Records taken from a dataset:
====
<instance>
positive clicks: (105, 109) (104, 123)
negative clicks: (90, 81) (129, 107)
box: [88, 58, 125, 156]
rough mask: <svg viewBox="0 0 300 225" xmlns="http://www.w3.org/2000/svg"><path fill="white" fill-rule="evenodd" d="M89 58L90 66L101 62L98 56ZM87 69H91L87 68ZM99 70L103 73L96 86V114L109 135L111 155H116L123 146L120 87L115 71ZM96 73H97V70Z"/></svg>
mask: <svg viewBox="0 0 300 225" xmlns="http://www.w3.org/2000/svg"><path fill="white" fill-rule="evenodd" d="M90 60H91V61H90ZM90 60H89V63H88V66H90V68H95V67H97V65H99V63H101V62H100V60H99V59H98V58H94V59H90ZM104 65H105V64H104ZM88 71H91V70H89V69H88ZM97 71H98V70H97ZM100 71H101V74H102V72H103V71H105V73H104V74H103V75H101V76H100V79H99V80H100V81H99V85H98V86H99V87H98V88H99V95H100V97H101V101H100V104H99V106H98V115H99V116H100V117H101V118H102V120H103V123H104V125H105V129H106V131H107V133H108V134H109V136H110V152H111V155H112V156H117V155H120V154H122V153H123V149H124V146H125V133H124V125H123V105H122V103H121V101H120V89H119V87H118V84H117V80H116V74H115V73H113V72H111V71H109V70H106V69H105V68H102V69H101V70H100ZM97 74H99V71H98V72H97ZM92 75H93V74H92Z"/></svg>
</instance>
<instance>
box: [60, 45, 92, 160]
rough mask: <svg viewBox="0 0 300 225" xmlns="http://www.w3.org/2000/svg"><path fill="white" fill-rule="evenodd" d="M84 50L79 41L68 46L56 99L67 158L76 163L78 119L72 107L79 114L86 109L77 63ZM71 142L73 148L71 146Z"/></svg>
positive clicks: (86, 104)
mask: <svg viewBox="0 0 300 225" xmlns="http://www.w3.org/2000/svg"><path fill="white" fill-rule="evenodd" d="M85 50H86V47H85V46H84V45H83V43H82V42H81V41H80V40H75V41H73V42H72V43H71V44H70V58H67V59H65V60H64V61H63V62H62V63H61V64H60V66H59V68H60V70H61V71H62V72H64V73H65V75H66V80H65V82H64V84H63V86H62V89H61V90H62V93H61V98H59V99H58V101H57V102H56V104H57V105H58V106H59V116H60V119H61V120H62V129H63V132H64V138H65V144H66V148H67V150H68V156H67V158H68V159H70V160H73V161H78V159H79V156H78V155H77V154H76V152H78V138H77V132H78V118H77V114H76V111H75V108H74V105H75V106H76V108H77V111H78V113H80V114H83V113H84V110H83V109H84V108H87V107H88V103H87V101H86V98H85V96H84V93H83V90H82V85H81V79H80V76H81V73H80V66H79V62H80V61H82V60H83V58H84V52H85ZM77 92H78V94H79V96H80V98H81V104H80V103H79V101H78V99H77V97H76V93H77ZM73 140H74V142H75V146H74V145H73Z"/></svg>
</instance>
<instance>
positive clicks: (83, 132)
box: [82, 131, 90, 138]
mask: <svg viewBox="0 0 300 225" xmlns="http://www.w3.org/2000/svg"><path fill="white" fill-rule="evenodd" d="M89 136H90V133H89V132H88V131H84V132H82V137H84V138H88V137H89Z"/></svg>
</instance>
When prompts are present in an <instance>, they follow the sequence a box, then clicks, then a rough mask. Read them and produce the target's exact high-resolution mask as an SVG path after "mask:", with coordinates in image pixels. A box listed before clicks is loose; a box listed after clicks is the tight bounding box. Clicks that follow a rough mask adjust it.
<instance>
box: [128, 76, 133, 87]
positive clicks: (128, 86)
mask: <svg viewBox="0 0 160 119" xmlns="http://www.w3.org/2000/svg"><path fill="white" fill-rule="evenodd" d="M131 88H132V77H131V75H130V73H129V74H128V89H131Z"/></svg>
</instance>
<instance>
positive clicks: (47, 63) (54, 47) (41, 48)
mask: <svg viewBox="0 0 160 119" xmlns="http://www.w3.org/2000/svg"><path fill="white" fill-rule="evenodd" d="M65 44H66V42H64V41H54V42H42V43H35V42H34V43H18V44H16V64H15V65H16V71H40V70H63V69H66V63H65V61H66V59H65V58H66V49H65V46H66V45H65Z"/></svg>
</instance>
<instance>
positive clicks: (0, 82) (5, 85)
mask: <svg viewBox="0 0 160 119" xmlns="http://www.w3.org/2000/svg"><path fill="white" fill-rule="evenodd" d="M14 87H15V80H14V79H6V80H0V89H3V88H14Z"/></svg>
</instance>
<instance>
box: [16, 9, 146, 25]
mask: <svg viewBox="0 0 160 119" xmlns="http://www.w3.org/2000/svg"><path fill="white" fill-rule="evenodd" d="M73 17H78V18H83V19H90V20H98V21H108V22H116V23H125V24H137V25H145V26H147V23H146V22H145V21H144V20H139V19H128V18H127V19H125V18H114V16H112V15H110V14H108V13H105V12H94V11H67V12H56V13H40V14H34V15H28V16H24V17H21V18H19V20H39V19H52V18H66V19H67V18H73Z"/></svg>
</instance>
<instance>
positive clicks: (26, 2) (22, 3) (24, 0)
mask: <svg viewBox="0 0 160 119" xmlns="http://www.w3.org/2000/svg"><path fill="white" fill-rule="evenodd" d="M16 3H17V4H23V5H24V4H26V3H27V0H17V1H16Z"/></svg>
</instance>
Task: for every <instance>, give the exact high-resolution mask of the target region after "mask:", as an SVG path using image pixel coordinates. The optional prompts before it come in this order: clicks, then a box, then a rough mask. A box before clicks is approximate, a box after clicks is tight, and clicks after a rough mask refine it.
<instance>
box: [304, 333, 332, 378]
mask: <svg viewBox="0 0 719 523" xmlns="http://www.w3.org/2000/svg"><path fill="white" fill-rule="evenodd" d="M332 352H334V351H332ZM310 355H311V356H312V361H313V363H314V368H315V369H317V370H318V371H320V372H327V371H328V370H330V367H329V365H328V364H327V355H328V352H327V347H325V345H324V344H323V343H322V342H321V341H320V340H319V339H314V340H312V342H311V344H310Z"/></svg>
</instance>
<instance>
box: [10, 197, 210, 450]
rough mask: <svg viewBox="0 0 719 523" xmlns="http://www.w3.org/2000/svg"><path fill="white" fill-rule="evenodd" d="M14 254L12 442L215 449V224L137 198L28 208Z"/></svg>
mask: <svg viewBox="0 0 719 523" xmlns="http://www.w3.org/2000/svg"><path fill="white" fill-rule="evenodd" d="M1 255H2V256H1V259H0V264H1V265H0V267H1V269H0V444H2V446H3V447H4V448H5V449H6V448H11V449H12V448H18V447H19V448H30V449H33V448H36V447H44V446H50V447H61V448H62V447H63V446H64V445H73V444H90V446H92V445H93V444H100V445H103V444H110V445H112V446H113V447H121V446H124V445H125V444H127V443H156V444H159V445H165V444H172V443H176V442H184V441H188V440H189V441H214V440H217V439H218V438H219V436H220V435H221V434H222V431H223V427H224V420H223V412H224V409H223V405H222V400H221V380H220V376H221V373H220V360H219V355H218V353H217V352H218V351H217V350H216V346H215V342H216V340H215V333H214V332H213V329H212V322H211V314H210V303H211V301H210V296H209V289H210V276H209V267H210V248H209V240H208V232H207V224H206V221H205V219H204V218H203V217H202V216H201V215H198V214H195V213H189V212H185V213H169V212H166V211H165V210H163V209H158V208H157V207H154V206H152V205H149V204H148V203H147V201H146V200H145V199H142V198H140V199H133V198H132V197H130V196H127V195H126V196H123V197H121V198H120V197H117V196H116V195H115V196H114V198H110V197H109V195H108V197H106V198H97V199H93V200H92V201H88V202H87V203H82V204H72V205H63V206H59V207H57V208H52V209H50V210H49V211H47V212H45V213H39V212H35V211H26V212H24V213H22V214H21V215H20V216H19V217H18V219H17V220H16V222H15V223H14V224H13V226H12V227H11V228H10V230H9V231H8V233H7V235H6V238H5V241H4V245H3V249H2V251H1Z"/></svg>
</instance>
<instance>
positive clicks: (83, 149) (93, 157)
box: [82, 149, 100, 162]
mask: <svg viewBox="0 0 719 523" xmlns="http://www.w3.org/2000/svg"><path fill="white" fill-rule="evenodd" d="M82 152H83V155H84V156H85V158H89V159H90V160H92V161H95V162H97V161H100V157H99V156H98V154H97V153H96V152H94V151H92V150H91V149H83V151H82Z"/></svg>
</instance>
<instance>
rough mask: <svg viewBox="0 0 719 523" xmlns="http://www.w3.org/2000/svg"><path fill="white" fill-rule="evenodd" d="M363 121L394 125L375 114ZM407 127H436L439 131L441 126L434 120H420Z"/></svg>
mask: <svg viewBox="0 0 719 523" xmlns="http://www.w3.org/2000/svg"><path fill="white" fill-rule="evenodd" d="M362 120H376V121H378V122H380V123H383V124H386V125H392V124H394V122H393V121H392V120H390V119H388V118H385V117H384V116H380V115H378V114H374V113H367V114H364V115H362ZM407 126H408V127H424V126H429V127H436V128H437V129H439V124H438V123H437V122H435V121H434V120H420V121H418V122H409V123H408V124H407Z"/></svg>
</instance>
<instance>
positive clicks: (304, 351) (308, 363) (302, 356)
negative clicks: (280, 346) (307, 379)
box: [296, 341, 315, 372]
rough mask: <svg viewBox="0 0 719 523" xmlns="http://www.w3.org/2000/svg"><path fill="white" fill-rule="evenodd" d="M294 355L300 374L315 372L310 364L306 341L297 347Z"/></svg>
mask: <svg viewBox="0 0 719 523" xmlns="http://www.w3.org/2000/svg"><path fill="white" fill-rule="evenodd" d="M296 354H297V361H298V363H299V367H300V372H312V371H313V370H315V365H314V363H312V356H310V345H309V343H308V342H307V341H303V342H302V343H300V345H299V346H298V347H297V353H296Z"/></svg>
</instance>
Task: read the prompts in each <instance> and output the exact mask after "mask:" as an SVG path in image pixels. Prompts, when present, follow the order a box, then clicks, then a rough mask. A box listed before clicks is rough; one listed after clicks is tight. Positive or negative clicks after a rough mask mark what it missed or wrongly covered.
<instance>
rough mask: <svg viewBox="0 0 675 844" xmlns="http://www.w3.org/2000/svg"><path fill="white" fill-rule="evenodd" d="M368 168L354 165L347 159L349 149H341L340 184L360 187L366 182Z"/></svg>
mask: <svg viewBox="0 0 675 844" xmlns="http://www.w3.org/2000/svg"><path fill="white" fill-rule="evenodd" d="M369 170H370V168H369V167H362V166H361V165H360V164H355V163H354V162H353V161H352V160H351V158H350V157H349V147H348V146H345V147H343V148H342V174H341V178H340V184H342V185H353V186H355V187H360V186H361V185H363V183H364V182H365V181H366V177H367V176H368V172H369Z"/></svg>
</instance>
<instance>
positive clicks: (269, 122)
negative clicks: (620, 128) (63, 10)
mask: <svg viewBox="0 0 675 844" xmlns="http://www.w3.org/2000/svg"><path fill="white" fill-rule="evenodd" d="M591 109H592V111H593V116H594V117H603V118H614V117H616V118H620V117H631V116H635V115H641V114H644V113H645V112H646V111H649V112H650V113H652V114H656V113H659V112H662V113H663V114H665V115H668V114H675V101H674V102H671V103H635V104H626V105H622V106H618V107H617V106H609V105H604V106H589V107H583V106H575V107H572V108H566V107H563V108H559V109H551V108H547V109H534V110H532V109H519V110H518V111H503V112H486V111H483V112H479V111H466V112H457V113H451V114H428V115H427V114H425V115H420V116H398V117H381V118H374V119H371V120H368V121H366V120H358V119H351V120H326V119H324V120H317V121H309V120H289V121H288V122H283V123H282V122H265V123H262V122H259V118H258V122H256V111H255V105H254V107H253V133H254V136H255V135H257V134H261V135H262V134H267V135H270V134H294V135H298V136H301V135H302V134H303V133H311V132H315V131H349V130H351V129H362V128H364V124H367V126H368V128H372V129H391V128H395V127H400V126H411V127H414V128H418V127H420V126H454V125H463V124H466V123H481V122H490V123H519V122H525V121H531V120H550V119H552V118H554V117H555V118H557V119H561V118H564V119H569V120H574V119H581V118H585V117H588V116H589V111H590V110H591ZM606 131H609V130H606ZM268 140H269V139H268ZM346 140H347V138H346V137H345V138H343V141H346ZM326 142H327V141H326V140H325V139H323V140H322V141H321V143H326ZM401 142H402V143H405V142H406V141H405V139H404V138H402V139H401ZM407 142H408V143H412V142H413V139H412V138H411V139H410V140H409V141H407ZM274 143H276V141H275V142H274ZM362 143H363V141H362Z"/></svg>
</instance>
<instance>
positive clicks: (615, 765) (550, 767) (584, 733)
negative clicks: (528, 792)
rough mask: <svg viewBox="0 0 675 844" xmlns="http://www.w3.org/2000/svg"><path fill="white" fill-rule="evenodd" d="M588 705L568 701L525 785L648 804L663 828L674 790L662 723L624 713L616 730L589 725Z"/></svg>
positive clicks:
====
Put every line from the start of the records down to the line containing "box: [88, 58, 125, 156]" into a JSON list of strings, one string per line. Skip any blank lines.

● Response to the task:
[
  "<instance>",
  "positive clicks: (105, 109) (104, 123)",
  "negative clicks: (90, 81) (129, 107)",
  "box: [88, 58, 125, 156]"
]